# Mosquito 6/21 NOAA open bass ~ 23 spots remain



## Nipididdee (Apr 19, 2004)

Picked up a touch this week!

If you are in the running for one of the eight spots towards the BassFanArmy Weekend Warrior race, for a FREE shot at $25,000, don't get shut out of the capped field!!!
http://www.dobass.com/100PERCENT.html

Credit card payments are OPEN as of this post for this event, scroll the rules ...after you read them!

Summer Mosquito bite will be full tilt boggie in just a few days with the heat, ENTRIES received during this time could close this field!!!

$12,000 to win in a qualifying Stratos on full field! A mere $6000 in a jonboat with a 25 horse!!!  

Get'em-

nip


----------



## goodday (Dec 24, 2004)

i went to look at the daily paid roster on dobass and i'm signed up as a partner and did'nt know it


----------



## Bassboy883 (Sep 27, 2005)

I'm already in too


----------



## ranger487 (Apr 5, 2005)

Bassboy883

Leave your frogs at home wont need them ..... 

Mark


----------



## Bassboy883 (Sep 27, 2005)

I think I'll a couple just in case


----------



## Bassboy883 (Sep 27, 2005)

Mark you should try and come down here sometime soon the bite is hot let me know I might be able to take you out.


----------



## Nipididdee (Apr 19, 2004)

One week later...down to 11 spots remaining

register online here- open for limited timeframes:
http://www.dobass.com/2008ONLINEPAYMENT/NOAA/RULES.html

nip


----------



## Nipididdee (Apr 19, 2004)

...7 to go! Hurry!!!


----------

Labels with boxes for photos
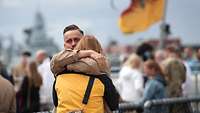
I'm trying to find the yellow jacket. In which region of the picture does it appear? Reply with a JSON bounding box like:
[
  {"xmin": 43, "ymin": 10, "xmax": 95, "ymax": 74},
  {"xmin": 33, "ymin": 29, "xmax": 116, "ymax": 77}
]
[{"xmin": 55, "ymin": 73, "xmax": 104, "ymax": 113}]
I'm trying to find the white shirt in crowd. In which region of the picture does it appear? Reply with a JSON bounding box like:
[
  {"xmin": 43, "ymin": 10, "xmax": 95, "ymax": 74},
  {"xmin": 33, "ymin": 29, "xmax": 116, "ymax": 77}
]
[
  {"xmin": 38, "ymin": 58, "xmax": 54, "ymax": 104},
  {"xmin": 116, "ymin": 66, "xmax": 144, "ymax": 102}
]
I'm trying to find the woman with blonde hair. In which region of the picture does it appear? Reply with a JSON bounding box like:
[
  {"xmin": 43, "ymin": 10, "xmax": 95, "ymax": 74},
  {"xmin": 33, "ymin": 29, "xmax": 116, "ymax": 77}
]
[{"xmin": 117, "ymin": 53, "xmax": 143, "ymax": 102}]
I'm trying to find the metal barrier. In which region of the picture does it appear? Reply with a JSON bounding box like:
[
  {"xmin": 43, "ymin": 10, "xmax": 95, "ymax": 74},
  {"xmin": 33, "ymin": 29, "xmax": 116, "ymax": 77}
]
[{"xmin": 114, "ymin": 97, "xmax": 200, "ymax": 113}]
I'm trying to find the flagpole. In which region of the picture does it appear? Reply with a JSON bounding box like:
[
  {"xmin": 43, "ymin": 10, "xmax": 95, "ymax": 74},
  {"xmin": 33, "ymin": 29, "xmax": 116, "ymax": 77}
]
[{"xmin": 160, "ymin": 0, "xmax": 168, "ymax": 49}]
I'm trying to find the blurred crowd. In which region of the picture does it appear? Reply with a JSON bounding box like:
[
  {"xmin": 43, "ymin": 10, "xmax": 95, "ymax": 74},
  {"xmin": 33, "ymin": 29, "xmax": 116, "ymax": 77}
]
[
  {"xmin": 0, "ymin": 42, "xmax": 200, "ymax": 113},
  {"xmin": 0, "ymin": 50, "xmax": 54, "ymax": 113}
]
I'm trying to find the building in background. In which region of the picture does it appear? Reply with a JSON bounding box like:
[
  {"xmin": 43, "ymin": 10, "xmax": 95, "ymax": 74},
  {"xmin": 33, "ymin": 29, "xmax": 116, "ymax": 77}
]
[{"xmin": 24, "ymin": 11, "xmax": 58, "ymax": 56}]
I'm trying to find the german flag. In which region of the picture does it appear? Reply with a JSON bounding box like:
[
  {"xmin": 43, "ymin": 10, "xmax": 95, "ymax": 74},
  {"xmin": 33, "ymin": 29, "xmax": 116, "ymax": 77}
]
[{"xmin": 119, "ymin": 0, "xmax": 165, "ymax": 33}]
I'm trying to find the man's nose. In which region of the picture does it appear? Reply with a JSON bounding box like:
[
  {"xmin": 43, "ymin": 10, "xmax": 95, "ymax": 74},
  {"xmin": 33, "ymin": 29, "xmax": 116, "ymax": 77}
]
[{"xmin": 72, "ymin": 40, "xmax": 76, "ymax": 47}]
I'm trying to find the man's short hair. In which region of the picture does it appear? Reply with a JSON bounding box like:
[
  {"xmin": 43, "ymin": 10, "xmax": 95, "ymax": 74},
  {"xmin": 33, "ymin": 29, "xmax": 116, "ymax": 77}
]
[
  {"xmin": 63, "ymin": 24, "xmax": 84, "ymax": 35},
  {"xmin": 21, "ymin": 51, "xmax": 31, "ymax": 57}
]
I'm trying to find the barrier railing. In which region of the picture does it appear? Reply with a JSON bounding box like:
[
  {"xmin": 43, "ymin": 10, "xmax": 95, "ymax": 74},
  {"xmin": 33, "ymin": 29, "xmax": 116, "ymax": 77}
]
[{"xmin": 114, "ymin": 97, "xmax": 200, "ymax": 113}]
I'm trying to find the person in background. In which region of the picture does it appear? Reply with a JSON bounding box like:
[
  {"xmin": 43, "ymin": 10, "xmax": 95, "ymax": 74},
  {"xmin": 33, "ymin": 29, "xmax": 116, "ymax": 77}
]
[
  {"xmin": 154, "ymin": 50, "xmax": 166, "ymax": 64},
  {"xmin": 0, "ymin": 75, "xmax": 16, "ymax": 113},
  {"xmin": 27, "ymin": 61, "xmax": 42, "ymax": 112},
  {"xmin": 18, "ymin": 61, "xmax": 42, "ymax": 113},
  {"xmin": 165, "ymin": 45, "xmax": 192, "ymax": 96},
  {"xmin": 0, "ymin": 61, "xmax": 12, "ymax": 82},
  {"xmin": 36, "ymin": 50, "xmax": 54, "ymax": 111},
  {"xmin": 11, "ymin": 51, "xmax": 31, "ymax": 113},
  {"xmin": 116, "ymin": 53, "xmax": 144, "ymax": 102},
  {"xmin": 183, "ymin": 47, "xmax": 193, "ymax": 62},
  {"xmin": 139, "ymin": 59, "xmax": 168, "ymax": 113}
]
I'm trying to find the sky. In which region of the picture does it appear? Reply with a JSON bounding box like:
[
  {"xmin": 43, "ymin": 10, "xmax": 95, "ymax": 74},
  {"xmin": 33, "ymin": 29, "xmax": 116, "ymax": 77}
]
[{"xmin": 0, "ymin": 0, "xmax": 200, "ymax": 47}]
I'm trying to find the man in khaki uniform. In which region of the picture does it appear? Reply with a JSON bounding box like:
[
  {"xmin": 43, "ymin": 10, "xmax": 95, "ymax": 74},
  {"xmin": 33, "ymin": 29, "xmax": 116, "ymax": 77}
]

## Challenge A
Give the usernames of everyone who posted in the forum thread about the Mosquito open bass tournament, naming each person once.
## Challenge B
Based on the forum thread about the Mosquito open bass tournament, decide whether each statement is true. (i) Credit card payments were open for the event. (ii) The prize for a win in a qualifying Stratos on a full field is $6000. (iii) ranger487 tells Bassboy883 to bring frogs. Answer yes or no for each, and quote the words from the thread that settle it.
## Challenge C
Edit the forum thread about the Mosquito open bass tournament, starting with "I think I'll" and going on through "take you out.", and change "sometime soon" to "next month".

## Full answer A
Nipididdee, goodday, Bassboy883, ranger487

## Full answer B
(i) Yes: "Credit card payments are OPEN as of this post for this event"
(ii) No: "$12,000 to win in a qualifying Stratos on full field!"
(iii) No: "Leave your frogs at home wont need them"

## Full answer C
I think I'll a couple just in case


----------



## Bassboy883 (Sep 27, 2005)

Mark you should try and come down here next month the bite is hot let me know I might be able to take you out.